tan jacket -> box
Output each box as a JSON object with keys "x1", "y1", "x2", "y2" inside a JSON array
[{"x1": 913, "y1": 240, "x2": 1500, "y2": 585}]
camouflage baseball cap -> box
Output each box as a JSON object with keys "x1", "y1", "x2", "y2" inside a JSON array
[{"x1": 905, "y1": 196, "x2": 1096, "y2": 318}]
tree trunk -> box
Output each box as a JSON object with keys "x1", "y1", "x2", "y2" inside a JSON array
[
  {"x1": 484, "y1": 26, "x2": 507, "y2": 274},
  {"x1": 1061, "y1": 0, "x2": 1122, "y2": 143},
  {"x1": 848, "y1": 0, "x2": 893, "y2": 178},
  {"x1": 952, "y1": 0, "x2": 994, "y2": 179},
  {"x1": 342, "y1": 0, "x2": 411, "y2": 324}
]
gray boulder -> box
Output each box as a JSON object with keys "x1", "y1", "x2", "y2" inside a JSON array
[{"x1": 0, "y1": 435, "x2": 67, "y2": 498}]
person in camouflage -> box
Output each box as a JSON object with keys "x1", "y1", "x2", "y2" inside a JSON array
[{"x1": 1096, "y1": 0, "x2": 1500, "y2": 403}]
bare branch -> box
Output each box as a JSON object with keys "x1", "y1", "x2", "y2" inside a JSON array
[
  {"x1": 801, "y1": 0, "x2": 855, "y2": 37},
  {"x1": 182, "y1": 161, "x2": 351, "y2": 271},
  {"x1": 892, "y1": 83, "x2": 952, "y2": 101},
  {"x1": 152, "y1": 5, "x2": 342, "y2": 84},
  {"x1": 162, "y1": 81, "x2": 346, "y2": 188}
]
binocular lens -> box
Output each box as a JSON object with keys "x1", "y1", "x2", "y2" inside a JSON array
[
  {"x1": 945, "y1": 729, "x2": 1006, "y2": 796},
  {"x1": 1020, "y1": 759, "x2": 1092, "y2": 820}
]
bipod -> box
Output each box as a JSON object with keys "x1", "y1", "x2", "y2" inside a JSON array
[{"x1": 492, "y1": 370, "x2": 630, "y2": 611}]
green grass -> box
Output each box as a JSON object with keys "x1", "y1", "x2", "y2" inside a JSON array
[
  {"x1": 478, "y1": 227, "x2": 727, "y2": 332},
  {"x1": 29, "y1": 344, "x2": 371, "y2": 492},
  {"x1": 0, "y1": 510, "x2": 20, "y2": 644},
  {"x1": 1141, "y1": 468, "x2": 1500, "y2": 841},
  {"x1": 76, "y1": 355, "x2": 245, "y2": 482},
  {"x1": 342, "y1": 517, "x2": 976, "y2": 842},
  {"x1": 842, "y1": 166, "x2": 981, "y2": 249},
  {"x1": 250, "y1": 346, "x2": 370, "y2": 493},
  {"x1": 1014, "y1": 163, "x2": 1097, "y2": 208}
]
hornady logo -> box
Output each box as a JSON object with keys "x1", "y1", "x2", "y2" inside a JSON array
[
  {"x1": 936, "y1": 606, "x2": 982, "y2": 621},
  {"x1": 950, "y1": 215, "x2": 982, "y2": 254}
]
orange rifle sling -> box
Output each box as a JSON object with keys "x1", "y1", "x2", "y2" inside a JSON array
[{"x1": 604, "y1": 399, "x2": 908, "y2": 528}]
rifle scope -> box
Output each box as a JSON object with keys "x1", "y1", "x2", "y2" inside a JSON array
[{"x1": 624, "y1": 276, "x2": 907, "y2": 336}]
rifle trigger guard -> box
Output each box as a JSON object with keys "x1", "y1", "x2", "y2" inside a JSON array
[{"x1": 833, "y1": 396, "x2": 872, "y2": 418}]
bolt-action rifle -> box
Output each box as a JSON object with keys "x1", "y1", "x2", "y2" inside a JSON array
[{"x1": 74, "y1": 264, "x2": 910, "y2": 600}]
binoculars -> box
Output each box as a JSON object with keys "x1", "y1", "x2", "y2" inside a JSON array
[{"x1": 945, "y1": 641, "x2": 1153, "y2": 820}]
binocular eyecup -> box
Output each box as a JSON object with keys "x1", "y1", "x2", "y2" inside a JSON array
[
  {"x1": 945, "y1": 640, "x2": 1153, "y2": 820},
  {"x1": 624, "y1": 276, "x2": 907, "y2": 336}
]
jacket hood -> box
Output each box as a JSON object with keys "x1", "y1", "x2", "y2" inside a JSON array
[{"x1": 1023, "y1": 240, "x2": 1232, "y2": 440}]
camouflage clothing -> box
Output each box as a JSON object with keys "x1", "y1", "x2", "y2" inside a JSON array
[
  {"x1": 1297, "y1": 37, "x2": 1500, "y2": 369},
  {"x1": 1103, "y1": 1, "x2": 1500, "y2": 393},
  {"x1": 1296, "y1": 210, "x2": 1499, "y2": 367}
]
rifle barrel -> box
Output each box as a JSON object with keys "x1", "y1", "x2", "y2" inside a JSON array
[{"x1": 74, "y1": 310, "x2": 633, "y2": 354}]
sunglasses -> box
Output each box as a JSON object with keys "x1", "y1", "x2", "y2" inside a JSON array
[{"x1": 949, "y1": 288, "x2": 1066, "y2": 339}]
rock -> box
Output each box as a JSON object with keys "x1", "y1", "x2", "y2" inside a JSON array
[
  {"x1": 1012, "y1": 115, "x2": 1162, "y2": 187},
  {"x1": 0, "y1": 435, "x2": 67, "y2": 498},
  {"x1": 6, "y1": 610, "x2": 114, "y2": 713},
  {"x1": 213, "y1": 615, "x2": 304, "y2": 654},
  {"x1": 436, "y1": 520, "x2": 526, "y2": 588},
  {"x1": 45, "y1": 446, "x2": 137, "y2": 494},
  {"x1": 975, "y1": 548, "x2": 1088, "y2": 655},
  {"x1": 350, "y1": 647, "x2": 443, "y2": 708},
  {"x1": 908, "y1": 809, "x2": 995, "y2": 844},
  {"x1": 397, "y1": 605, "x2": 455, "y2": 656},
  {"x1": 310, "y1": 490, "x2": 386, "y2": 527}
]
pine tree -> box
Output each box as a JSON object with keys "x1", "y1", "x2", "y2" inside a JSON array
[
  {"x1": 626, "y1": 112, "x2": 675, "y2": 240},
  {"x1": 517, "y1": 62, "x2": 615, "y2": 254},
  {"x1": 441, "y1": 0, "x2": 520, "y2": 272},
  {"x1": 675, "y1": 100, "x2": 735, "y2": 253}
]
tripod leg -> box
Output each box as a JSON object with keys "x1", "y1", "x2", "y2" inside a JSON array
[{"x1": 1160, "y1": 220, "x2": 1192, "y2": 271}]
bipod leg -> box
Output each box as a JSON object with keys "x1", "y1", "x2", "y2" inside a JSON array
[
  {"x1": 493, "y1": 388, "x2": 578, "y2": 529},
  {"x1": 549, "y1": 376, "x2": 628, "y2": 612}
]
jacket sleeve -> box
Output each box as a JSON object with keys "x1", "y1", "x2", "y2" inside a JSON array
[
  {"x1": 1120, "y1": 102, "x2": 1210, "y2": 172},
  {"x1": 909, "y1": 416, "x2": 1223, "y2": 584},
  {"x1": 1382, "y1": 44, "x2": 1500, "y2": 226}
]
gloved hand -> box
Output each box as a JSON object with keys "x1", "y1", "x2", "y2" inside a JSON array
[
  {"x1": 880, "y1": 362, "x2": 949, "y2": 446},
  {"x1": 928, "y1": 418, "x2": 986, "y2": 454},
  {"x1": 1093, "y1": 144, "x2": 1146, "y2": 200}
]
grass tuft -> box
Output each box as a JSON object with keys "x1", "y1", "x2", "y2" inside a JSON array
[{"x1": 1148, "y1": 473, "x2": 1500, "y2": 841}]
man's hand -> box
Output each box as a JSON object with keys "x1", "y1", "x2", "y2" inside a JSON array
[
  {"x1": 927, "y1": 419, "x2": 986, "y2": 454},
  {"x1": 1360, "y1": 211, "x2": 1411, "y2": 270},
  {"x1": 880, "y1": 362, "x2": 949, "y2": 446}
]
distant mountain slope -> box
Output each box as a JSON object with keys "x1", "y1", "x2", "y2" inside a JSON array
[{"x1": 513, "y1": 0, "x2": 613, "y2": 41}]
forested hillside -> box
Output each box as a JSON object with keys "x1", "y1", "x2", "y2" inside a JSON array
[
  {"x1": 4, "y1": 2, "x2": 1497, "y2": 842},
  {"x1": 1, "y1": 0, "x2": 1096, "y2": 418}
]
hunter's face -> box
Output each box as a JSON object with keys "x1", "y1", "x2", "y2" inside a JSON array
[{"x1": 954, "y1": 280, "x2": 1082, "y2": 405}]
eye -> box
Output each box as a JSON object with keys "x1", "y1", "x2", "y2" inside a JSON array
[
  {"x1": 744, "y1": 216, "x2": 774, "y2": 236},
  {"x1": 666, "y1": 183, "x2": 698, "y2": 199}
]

________

_What to do_. Output the lines of the records above exactly as they appear, from the line containing "camouflage clothing -> box" through the line containing "gloved hand -> box".

_Solution to the exercise_.
camouflage clothing -> box
Output each box as a JSON object with keys "x1", "y1", "x2", "y2" inside a JSON array
[
  {"x1": 1297, "y1": 37, "x2": 1500, "y2": 369},
  {"x1": 1103, "y1": 1, "x2": 1500, "y2": 393},
  {"x1": 1296, "y1": 210, "x2": 1499, "y2": 367}
]
rifle barrel -> box
Output each box as a JSON object with keys "x1", "y1", "x2", "y2" inside a JSON array
[{"x1": 74, "y1": 310, "x2": 633, "y2": 354}]
sunglasses -> box
Output each box as a JSON object with keys "x1", "y1", "x2", "y2" inside a JSON array
[{"x1": 949, "y1": 288, "x2": 1066, "y2": 339}]
rock -> box
Output each box as a JSON object with keys "x1", "y1", "x2", "y2" inside a JSON array
[
  {"x1": 1012, "y1": 115, "x2": 1162, "y2": 187},
  {"x1": 0, "y1": 435, "x2": 67, "y2": 498},
  {"x1": 6, "y1": 610, "x2": 114, "y2": 713},
  {"x1": 213, "y1": 615, "x2": 304, "y2": 654},
  {"x1": 436, "y1": 520, "x2": 526, "y2": 588},
  {"x1": 45, "y1": 446, "x2": 137, "y2": 494},
  {"x1": 975, "y1": 548, "x2": 1088, "y2": 655},
  {"x1": 350, "y1": 647, "x2": 443, "y2": 708},
  {"x1": 908, "y1": 809, "x2": 995, "y2": 844},
  {"x1": 397, "y1": 605, "x2": 455, "y2": 656},
  {"x1": 310, "y1": 490, "x2": 386, "y2": 527}
]
pine tree -> box
Output each box as a JSON object with keys "x1", "y1", "x2", "y2" inside a JSON array
[
  {"x1": 626, "y1": 112, "x2": 675, "y2": 240},
  {"x1": 517, "y1": 62, "x2": 615, "y2": 254},
  {"x1": 441, "y1": 0, "x2": 520, "y2": 272},
  {"x1": 675, "y1": 100, "x2": 735, "y2": 253}
]
tripod leg -> box
Output each box as a JSON object with keys "x1", "y1", "x2", "y2" inside a JSON array
[{"x1": 1160, "y1": 220, "x2": 1192, "y2": 271}]
bipod leg -> box
Output each box as a JSON object with keys "x1", "y1", "x2", "y2" inside a JSON array
[
  {"x1": 493, "y1": 388, "x2": 578, "y2": 529},
  {"x1": 549, "y1": 376, "x2": 628, "y2": 612}
]
jacket sleeve -> box
Output each box as a JSON object with keys "x1", "y1", "x2", "y2" inside a JSON array
[
  {"x1": 1120, "y1": 102, "x2": 1210, "y2": 172},
  {"x1": 909, "y1": 416, "x2": 1223, "y2": 584},
  {"x1": 1382, "y1": 44, "x2": 1500, "y2": 226}
]
gloved hand -> box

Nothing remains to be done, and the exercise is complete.